Image point annotation listing

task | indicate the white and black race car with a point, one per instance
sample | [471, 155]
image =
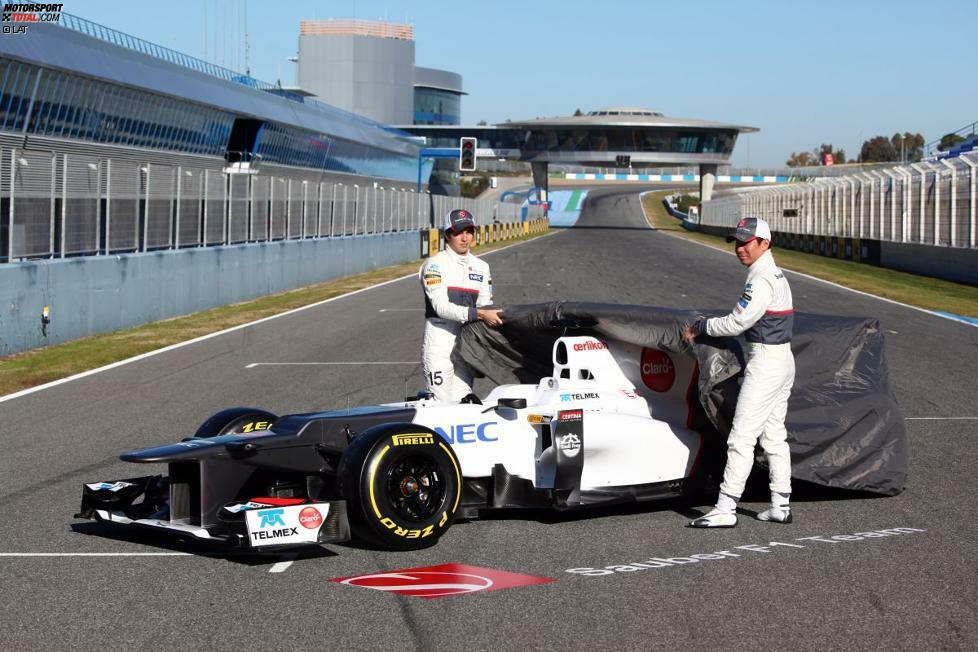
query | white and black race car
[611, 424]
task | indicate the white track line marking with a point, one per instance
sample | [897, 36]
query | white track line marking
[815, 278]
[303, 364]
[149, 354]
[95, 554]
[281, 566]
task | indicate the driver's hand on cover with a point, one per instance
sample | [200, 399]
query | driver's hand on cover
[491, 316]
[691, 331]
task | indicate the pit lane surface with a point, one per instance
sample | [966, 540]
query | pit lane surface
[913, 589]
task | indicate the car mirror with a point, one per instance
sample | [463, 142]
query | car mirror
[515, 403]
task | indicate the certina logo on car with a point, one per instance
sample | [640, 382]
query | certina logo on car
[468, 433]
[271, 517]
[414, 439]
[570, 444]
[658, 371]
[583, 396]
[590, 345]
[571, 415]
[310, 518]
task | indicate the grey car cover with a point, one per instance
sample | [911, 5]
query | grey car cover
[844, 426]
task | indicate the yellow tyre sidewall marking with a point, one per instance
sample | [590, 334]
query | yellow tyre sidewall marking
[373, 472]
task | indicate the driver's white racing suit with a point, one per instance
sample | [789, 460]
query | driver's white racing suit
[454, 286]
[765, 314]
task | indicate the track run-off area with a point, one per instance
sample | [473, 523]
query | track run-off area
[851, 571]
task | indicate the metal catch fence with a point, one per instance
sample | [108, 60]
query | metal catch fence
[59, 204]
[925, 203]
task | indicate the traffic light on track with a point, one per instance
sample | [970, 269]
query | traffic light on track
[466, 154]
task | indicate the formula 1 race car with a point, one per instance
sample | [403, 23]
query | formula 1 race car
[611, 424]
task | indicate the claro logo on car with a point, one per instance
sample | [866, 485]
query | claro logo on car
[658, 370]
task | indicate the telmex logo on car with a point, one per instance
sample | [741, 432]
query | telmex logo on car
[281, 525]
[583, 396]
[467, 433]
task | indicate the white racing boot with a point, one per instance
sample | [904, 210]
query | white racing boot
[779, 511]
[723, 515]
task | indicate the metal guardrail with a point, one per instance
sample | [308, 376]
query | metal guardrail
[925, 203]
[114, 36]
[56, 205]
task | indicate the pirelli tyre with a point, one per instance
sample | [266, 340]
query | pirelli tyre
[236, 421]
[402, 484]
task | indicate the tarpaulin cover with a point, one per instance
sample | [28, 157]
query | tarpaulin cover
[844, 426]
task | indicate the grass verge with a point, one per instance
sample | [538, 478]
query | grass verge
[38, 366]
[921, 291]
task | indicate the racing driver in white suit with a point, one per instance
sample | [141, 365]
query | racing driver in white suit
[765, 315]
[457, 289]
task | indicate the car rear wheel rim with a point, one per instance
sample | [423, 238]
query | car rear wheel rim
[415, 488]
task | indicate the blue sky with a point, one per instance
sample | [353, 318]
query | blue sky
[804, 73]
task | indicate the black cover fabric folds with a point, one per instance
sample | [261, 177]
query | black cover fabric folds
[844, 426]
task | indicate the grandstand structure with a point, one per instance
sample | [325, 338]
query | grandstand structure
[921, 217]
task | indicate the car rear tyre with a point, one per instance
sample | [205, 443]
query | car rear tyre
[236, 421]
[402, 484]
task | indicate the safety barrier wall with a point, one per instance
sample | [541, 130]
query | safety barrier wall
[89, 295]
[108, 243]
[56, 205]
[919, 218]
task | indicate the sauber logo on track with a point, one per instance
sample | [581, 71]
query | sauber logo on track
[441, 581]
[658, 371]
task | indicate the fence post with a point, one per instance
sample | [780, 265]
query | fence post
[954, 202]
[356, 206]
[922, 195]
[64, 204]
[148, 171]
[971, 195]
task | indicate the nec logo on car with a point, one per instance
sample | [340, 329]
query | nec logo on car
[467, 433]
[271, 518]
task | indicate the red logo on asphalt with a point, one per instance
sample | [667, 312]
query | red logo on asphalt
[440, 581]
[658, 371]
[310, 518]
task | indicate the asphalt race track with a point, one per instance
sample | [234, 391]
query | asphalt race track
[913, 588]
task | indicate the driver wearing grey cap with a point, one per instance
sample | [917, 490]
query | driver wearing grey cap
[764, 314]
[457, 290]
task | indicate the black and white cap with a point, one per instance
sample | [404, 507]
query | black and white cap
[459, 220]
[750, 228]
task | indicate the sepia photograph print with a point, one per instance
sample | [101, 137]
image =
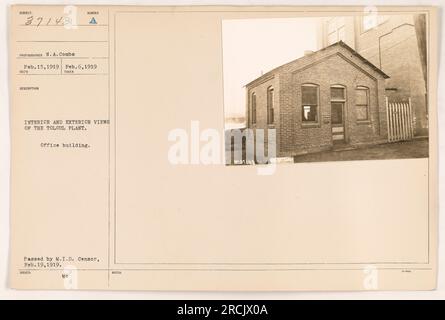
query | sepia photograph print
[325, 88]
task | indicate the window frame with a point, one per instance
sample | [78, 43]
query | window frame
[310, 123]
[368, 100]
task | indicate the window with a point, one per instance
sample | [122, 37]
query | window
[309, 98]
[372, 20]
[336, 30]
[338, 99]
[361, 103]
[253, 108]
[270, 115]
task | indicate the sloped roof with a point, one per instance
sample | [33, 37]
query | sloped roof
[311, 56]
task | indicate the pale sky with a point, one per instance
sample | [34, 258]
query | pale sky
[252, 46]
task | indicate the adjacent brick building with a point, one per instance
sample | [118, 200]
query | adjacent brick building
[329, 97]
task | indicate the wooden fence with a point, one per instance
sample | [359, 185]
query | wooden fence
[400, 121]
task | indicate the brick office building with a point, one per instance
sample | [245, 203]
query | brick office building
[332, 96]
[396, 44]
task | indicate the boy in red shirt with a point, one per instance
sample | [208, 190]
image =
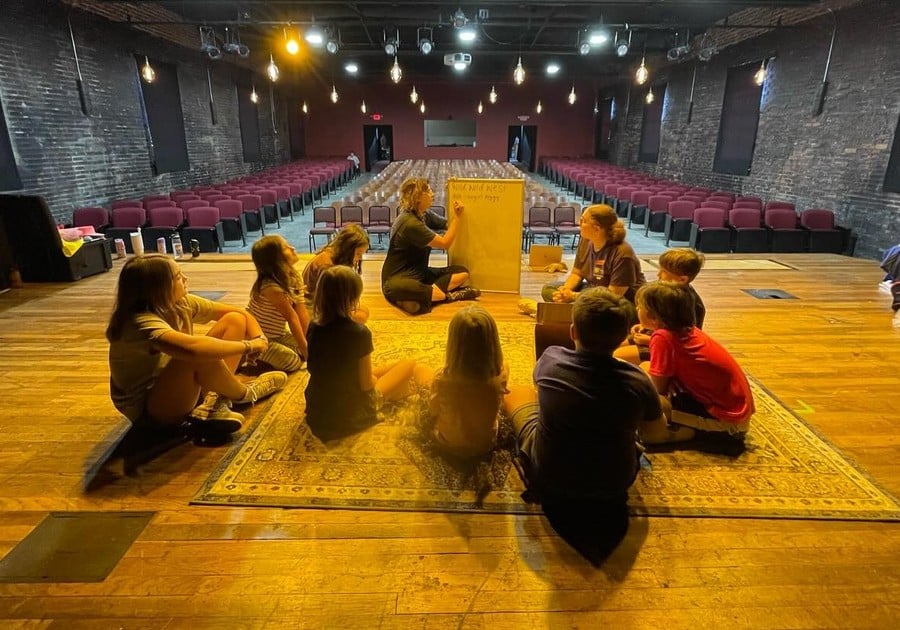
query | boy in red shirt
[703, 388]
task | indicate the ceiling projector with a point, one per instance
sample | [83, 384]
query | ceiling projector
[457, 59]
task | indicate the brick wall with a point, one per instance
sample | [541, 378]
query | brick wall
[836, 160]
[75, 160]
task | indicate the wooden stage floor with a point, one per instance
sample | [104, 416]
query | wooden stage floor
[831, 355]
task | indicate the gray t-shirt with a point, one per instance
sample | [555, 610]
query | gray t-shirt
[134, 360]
--
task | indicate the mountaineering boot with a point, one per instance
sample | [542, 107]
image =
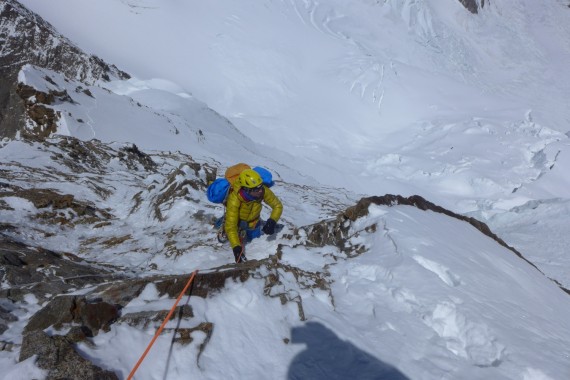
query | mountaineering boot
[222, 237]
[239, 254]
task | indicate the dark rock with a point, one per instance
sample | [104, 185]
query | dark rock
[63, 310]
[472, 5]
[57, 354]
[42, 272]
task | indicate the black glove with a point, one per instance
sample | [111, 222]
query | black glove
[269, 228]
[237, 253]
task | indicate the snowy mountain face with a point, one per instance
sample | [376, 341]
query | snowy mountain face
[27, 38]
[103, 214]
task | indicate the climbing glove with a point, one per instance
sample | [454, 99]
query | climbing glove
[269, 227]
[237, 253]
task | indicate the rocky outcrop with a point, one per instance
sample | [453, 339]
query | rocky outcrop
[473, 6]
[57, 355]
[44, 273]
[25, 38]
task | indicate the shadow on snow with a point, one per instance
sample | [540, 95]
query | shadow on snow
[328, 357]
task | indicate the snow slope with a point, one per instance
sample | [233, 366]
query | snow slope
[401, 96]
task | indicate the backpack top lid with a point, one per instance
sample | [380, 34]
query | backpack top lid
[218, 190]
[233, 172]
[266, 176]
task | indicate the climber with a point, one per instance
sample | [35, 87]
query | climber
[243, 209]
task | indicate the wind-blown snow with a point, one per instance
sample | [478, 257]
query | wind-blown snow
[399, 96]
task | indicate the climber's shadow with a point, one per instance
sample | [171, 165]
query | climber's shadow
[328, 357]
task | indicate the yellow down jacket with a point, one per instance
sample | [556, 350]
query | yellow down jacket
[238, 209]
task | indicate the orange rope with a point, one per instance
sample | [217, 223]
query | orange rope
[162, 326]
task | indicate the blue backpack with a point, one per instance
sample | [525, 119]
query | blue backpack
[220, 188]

» Directions for this task: List every line of the listing above that contains the word "frame".

» Written answer:
task | indicate the window frame with a point, one per instance
query | window frame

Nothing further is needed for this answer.